• **EJERCICIO**
Según el texto sobre la muralla de Oviedo, ¿de qué novela procede la primera referencia literaria a la muralla que recuerda quien narra?

La muralla, la vieja muralla de Oviedo. ¡Qué desapercibida pasa, a pesar de su altura! A primera vista, y a poco que se conozca lo que es Asturias, si caminamos a su lado, nos parece que es un viejo y alto paredón que en su día cercaba una enorme finca y protegía no se sabe bien qué mansiones. Pero, al transitar por Vetusta, no se tiene la sensación, ni de lejos, de estar atravesando una ciudad amurallada, lo cual resulta muy paradójico si pensamos en el síndrome de insularidad existencial que está en el hondón de Asturias, que está en nuestros arcanos como tierra y como pueblo, con o sin bucles melancólicos.

La primera referencia literaria que recuerdo a la muralla de Oviedo proviene de una novela de Palacio Valdés, “El Maestrante”, donde nuestra ciudad recibe el nombre de Lancia. Y debo confesar que ni esa novela ni ese autor despertaron nunca en mí entusiasmo alguno.
Distinta cosa es aquel recorrido con la muralla de Oviedo por la calle Paraíso. Fue una noche de diciembre a principios de los ochenta, una de esas noches invernales en las que el viento sur le juega una mala pasada a la estacionalidad y paraliza el frío, generando en el paisaje y en el paisanaje confusión a todo trance.
Al pie de la muralla, un verde musgoso castigado por las heladas y las lluvias, mustio, como en letargo, a la espera de la estación primaveral. La luna estrenaba su creciente, parecía un gajo de limón colgado sobre un cielo con pocas y dispersas nubes.
La cazadora daba calor y me pesaba. Mientras, me preguntaba dónde acabaría el paredón que tenía al lado. No sólo era consciente de que aquello había cercado algo que se había ido desparramando por la ciudad sin freno alguno, sino también de que en la misma muralla faltaba mucho, sólo quedaban trozos, sin apenas trazos, además, sin nada que sustentar, desprovisto de aquellos detalles que eran como la guinda del pastel. Por ejemplo, almenas.
Tras el periplo, fuimos a un pub. Y hablamos de la muralla, que tan cerca la teníamos de nuestra Facultad y que, sin embargo, su presencia se hacía notar tan poco, y su irrelevancia en nuestra atención no venía motivada por cuestiones visuales, sino por causas acaso mucho más profundas, como si lo que hubiera intramuros fuese muy posterior a aquello que había cercado en su momento, como si hubiese un desfase irresoluble entre los restos de la muralla y todo lo que tenía a su alrededor.
Acaso la muralla era como la Edad Media, una desconocida, más allá de los cuatro topicazos que se repetían en todos los manuales.
Y, de repente, caímos en la cuenta de la soledad de la muralla, soledad triste que atestiguaba el musgo ajado que la acompañaba y marcaba su presencia. Y, de repente, caímos en la cuenta del encanto estético que, como ruina, tenía la muralla, como ruina y, tal vez, como presencia única de una ciudad que ya no existía y que resultaba dificultoso reconstruir con la imaginación por muy auxiliada que ésta estuviese en los datos.
Melancólica y solitaria muralla, tan melancólica y solitaria como aquella chica a la que habíamos visto minutos antes apoyada en ella, como si temiese derrumbes anímicos que parecían cernirse sobre ella.

• **MATERIAL RECOPILADO**

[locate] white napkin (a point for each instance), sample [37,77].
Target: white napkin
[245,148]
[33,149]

• **SOLUCIÓN**
De "El Maestrante", novela de Palacio Valdés.